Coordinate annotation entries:
#####
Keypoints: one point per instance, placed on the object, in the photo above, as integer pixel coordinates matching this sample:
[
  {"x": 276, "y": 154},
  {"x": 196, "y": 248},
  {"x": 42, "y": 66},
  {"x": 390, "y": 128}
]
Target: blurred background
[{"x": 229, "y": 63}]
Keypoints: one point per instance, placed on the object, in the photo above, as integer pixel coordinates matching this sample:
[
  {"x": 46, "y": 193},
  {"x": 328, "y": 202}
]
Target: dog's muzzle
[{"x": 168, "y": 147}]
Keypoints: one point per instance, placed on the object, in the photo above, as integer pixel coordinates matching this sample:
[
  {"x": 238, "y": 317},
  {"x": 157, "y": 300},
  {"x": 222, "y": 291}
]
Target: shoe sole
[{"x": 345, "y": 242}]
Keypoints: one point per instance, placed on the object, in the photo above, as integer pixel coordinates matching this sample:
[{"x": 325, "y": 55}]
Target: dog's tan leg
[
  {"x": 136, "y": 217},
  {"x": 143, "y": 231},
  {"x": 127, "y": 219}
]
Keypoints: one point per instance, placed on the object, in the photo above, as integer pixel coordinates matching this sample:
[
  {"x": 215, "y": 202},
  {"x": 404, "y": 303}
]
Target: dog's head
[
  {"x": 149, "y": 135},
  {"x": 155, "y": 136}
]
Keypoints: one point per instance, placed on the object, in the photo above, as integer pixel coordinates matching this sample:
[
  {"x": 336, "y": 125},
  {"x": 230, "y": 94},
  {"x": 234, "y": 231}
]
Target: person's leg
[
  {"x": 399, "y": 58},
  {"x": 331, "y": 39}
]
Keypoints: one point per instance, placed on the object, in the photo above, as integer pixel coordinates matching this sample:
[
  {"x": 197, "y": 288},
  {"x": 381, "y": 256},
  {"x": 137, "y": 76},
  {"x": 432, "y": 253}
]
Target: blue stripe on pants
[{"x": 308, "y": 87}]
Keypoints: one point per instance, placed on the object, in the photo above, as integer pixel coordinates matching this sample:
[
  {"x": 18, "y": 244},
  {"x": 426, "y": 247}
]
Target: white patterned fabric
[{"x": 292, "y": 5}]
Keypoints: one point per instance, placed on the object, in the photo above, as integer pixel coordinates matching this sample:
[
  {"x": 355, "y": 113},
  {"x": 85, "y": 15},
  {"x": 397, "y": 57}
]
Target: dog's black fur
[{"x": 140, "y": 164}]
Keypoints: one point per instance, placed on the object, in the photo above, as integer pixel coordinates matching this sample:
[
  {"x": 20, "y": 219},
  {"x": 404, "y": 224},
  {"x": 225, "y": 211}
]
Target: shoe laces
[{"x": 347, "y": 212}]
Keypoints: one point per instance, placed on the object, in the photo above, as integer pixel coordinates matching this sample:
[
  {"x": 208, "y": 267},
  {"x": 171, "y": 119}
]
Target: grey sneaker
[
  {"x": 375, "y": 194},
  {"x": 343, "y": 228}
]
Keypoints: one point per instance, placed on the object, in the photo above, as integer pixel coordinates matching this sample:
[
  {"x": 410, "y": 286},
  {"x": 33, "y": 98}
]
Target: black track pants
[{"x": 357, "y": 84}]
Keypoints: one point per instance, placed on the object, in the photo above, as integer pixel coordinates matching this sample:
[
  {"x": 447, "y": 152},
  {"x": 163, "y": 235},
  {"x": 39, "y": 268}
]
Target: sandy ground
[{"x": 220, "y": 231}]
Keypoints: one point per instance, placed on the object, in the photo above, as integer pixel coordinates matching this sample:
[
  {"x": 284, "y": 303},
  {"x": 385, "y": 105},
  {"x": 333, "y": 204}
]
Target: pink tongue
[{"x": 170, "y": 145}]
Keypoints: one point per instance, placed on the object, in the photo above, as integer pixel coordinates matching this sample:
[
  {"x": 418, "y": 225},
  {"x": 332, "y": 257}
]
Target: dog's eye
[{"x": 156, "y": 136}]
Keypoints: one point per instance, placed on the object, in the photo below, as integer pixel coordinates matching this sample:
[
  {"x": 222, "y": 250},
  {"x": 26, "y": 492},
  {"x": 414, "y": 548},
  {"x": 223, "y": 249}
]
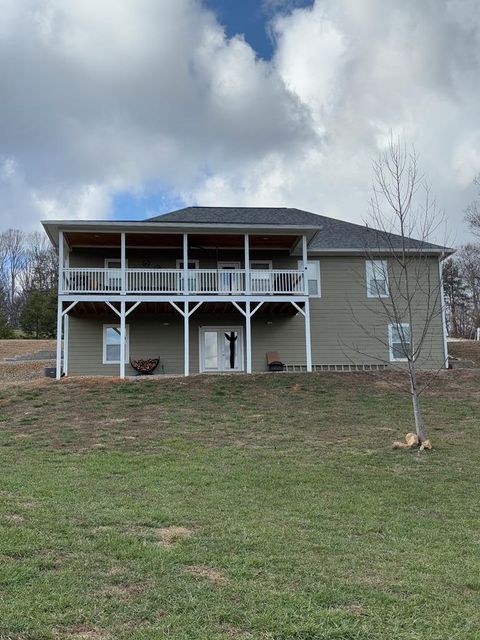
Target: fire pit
[{"x": 145, "y": 366}]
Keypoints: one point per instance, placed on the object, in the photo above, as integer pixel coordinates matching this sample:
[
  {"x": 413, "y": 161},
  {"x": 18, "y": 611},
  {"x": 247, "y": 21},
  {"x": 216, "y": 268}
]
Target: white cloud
[{"x": 104, "y": 98}]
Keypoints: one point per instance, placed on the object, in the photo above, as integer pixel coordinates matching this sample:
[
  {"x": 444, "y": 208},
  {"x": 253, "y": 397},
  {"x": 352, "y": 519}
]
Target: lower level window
[
  {"x": 400, "y": 342},
  {"x": 111, "y": 344}
]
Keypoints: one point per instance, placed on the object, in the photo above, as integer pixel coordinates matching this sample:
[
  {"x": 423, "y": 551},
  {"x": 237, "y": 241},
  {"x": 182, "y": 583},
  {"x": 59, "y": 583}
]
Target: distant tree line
[
  {"x": 461, "y": 281},
  {"x": 28, "y": 284}
]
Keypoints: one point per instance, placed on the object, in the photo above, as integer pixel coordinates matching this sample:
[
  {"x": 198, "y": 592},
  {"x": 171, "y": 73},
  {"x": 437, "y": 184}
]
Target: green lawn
[{"x": 263, "y": 507}]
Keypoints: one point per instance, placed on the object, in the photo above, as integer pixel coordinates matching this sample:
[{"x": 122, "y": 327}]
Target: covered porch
[{"x": 188, "y": 336}]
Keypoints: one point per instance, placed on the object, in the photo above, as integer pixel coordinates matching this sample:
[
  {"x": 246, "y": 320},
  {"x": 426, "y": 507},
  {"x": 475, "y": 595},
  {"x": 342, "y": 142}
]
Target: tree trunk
[{"x": 417, "y": 409}]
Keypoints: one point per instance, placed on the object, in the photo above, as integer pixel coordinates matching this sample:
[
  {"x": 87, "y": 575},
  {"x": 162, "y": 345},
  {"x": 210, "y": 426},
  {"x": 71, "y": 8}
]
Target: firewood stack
[{"x": 145, "y": 366}]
#####
Using the data above, print every line exactly, omitting pictures.

Keypoints: one point per instance, placed on the object, in the photo above, as integer pixel coordinates matching this sample:
[
  {"x": 276, "y": 154},
  {"x": 196, "y": 248},
  {"x": 42, "y": 66},
  {"x": 390, "y": 128}
]
Target: blurred background
[{"x": 229, "y": 63}]
Keypoints: one point per instance, placed on the object, in the photo above, as integer pixel coordinates matching this sample:
[
  {"x": 46, "y": 193},
  {"x": 328, "y": 202}
]
Target: dog's muzzle
[{"x": 168, "y": 147}]
Keypoints: one point per instance, placed on the object, in the photo above, as integer pixel coordinates matching this sample:
[
  {"x": 238, "y": 317},
  {"x": 157, "y": 300},
  {"x": 222, "y": 291}
]
Target: shoe sole
[{"x": 345, "y": 242}]
Keypoints: one point per instance, placed on the object, in the photo above, as integer pixel coordinates matching this sample:
[{"x": 325, "y": 55}]
Target: dog's tan leg
[
  {"x": 136, "y": 217},
  {"x": 143, "y": 231},
  {"x": 127, "y": 219}
]
Keypoints: one point per instance, placed on the object, in the photo above, as integer pixel coordinates matching this sample:
[
  {"x": 215, "y": 202},
  {"x": 404, "y": 303}
]
Target: dog's head
[
  {"x": 149, "y": 135},
  {"x": 155, "y": 136}
]
Keypoints: one point per instance, placed on the object, in the photo above, as integer pixel coordinates matching this sample:
[
  {"x": 336, "y": 125},
  {"x": 230, "y": 94},
  {"x": 234, "y": 231}
]
Target: person's leg
[
  {"x": 399, "y": 58},
  {"x": 331, "y": 39}
]
Keypoints: one point per instance, placed on the object, in the photo above, as integer pixel coordinates matching this sample:
[
  {"x": 197, "y": 288},
  {"x": 381, "y": 256},
  {"x": 137, "y": 76},
  {"x": 432, "y": 253}
]
Target: blue stripe on pants
[{"x": 308, "y": 87}]
Keypoints: one point per instance, placed on the object, in the photo above, as integer pixel coordinates matching this sample:
[
  {"x": 18, "y": 244},
  {"x": 426, "y": 247}
]
Target: white patterned fabric
[{"x": 292, "y": 5}]
Keypoints: one point per instance, placed on the object, in the photo above, as integer pixel coordinates matching this sample:
[
  {"x": 355, "y": 113},
  {"x": 85, "y": 15},
  {"x": 397, "y": 57}
]
Target: dog's black fur
[{"x": 140, "y": 164}]
Keypoints: one point per instance, placed on the object, in the photo above, as integer pixel coordinates matching this sample:
[
  {"x": 20, "y": 219},
  {"x": 404, "y": 224},
  {"x": 225, "y": 211}
]
Target: shoe laces
[{"x": 347, "y": 212}]
Keypoints: one point per instance, placed on the object, in the photo above, as integer pixel coordinates matching this sample:
[
  {"x": 208, "y": 267},
  {"x": 171, "y": 119}
]
Target: grey sneaker
[
  {"x": 375, "y": 194},
  {"x": 343, "y": 228}
]
Keypoints: one point per instance, placed on the object, in the photo above, as integer pixel coordinates matching this sample:
[
  {"x": 410, "y": 286},
  {"x": 33, "y": 98}
]
Target: black track pants
[{"x": 357, "y": 84}]
Keypoints: one point per instance, placed on the object, in the photo above, as integer pixel coordinates matching this sample:
[
  {"x": 447, "y": 152},
  {"x": 163, "y": 235},
  {"x": 39, "y": 268}
]
Target: sandy ground
[{"x": 220, "y": 231}]
Keypoints: one point per instance, placed on the object, in the photo above, as integer pixel coordinates matching this sample:
[
  {"x": 284, "y": 303},
  {"x": 385, "y": 105},
  {"x": 333, "y": 204}
]
Target: pink tongue
[{"x": 170, "y": 145}]
Keypoints: one point per instance, placed on the object, in the photo above, as integer pixel coordinates matching this sample:
[
  {"x": 418, "y": 225},
  {"x": 332, "y": 257}
]
Target: dog's eye
[{"x": 156, "y": 136}]
Keypoints: one point per instance, placed on the object, in the photo below, as integer pixel coordinates matching this sample:
[
  {"x": 222, "y": 250},
  {"x": 26, "y": 492},
  {"x": 414, "y": 548},
  {"x": 223, "y": 249}
]
Target: fire pit
[{"x": 145, "y": 366}]
Keypoints: one point per instance, placed on the object, in the photo above, as integer pixel coordinates matching this sample:
[
  {"x": 413, "y": 161},
  {"x": 18, "y": 611},
  {"x": 247, "y": 21},
  {"x": 216, "y": 268}
]
Target: white cloud
[{"x": 104, "y": 98}]
Keypoints: one point per instance, placed on the object, in the photo above, as integer pixel coordinates matching this sample:
[
  {"x": 444, "y": 208},
  {"x": 253, "y": 397},
  {"x": 352, "y": 519}
]
Target: lower level window
[
  {"x": 400, "y": 342},
  {"x": 111, "y": 344}
]
Keypoints: one point per instance, placed on the object, in the photo above, as integer pixel coordinates matching this sample:
[
  {"x": 423, "y": 551},
  {"x": 237, "y": 241},
  {"x": 182, "y": 583},
  {"x": 59, "y": 583}
]
Target: distant tree line
[
  {"x": 461, "y": 281},
  {"x": 28, "y": 284}
]
Keypoints: one point per instance, placed on the object, in the photo above, as integer pixel coordinates matching this sample:
[
  {"x": 198, "y": 592},
  {"x": 171, "y": 73},
  {"x": 437, "y": 184}
]
Target: green lawn
[{"x": 263, "y": 507}]
Keypoints: one point per instance, placed on the object, in the photo above, as integer pixel coordinates matching this sample:
[{"x": 122, "y": 327}]
Target: covered porch
[{"x": 188, "y": 336}]
Keypoints: one point per instance, placed on the object, in the photo above, as integer pixel coordinates matching this sample:
[
  {"x": 246, "y": 320},
  {"x": 426, "y": 507},
  {"x": 475, "y": 595},
  {"x": 342, "y": 142}
]
Target: tree trunk
[{"x": 417, "y": 409}]
Keypoints: one point per instance, placed on the object, in the photo above, as integer pixel coordinates matching this sample:
[
  {"x": 87, "y": 575},
  {"x": 162, "y": 345},
  {"x": 210, "y": 426},
  {"x": 71, "y": 8}
]
Target: firewood stack
[{"x": 145, "y": 366}]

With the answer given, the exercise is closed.